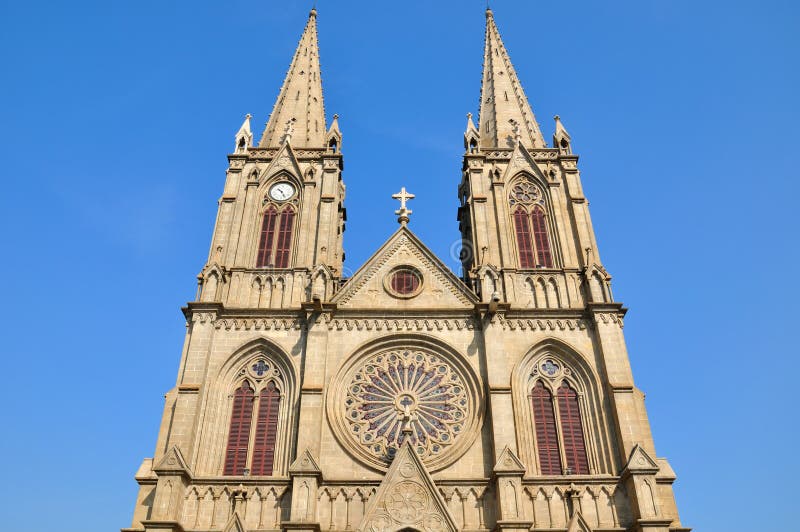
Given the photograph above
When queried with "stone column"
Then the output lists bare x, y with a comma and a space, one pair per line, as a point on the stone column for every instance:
306, 476
508, 473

——————————

Copy every line of the entries above verbatim, leaving out the pictures.

**EXPECTED ANSWER**
Given the photograph above
When queried with "stone column"
Then the output lists bare x, y with a comma and a space, one pair per line, as a point on the stone column for every instance:
306, 476
508, 473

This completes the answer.